- _What you have to do_
Starting with the line containing "Find the spectator in green" and continuing through the end of the records, reproduce those lines with "blue advertising banner" changed to "blue sponsor board" and everything else unchanged. Output only those lines.

- _Raw data_
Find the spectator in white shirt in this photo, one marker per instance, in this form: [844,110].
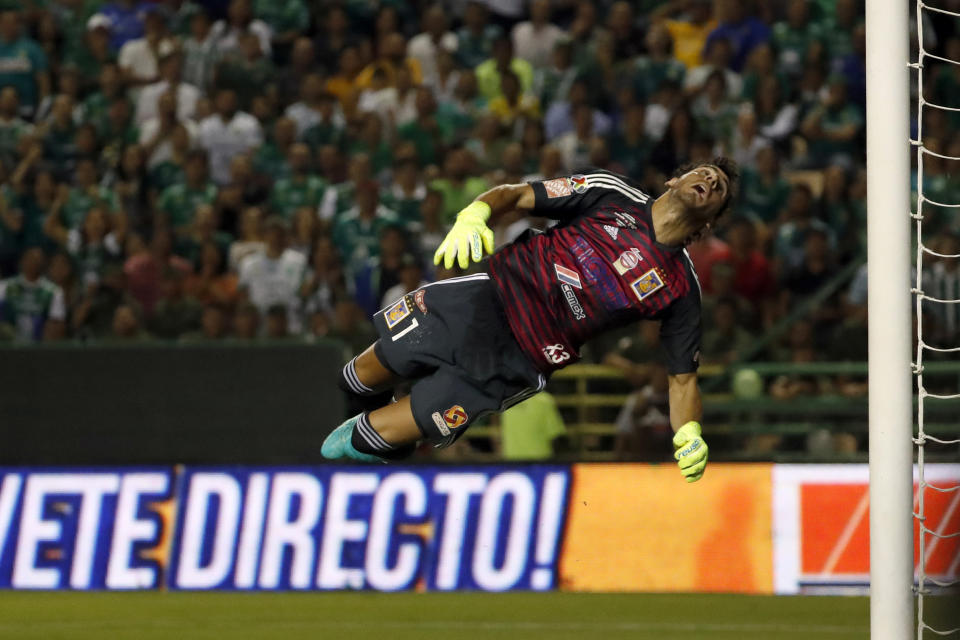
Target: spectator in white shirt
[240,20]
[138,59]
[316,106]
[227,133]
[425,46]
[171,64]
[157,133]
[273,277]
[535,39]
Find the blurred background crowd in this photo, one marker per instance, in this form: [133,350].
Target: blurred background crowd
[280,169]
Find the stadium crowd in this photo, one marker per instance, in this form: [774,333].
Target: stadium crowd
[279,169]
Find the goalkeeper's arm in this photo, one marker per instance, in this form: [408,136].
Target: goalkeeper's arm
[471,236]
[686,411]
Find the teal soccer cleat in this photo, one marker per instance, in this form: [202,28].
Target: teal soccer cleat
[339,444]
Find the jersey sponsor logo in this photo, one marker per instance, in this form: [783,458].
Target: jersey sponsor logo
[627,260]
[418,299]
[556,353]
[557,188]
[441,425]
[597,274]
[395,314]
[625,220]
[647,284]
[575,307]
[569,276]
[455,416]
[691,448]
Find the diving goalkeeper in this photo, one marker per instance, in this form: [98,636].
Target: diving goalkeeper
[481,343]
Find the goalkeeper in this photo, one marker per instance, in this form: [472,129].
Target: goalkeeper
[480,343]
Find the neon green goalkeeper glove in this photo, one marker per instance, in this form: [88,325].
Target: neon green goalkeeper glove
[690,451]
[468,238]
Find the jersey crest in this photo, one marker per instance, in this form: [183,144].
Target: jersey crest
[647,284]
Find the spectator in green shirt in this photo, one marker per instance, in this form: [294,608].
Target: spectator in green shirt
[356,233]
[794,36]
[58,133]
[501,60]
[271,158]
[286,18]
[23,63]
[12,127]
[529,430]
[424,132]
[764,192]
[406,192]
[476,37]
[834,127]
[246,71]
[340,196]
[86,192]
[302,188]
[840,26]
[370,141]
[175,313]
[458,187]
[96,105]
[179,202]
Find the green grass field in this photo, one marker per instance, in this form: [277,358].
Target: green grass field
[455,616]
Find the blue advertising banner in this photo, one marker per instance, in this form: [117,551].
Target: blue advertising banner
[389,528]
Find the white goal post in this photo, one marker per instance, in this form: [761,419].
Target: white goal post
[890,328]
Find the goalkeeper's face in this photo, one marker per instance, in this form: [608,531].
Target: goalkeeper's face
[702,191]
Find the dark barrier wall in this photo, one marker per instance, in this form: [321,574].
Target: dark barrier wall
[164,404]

- _Solution for this problem_
Find the spectator in green shirt in this photo, one marker per instance, in this form: [294,608].
Target: spectator in green shirt
[356,233]
[794,36]
[58,133]
[501,60]
[271,158]
[286,18]
[23,63]
[12,127]
[529,430]
[424,132]
[764,192]
[406,192]
[476,37]
[834,127]
[246,71]
[340,196]
[86,192]
[302,188]
[840,26]
[370,141]
[175,313]
[458,187]
[96,105]
[179,202]
Find the green grass field in this photo, one marker per instance, in this form: [277,358].
Target: green grass field
[455,616]
Find the blue sponsor board in this photo, one marker per instance, in this form: [117,551].
Target: blue sponsor board
[389,528]
Find the white goal post in this photo, one marker per instance, in this form: [761,419].
Target: white goal post
[890,328]
Find the goalkeeper's face in this photo, one marker per instance, in this form: [608,531].
Target: goalkeeper's face
[702,191]
Find the dark barrier wall in this photo, one marker per instance, in this form: [321,574].
Target: dark barrier wall
[164,404]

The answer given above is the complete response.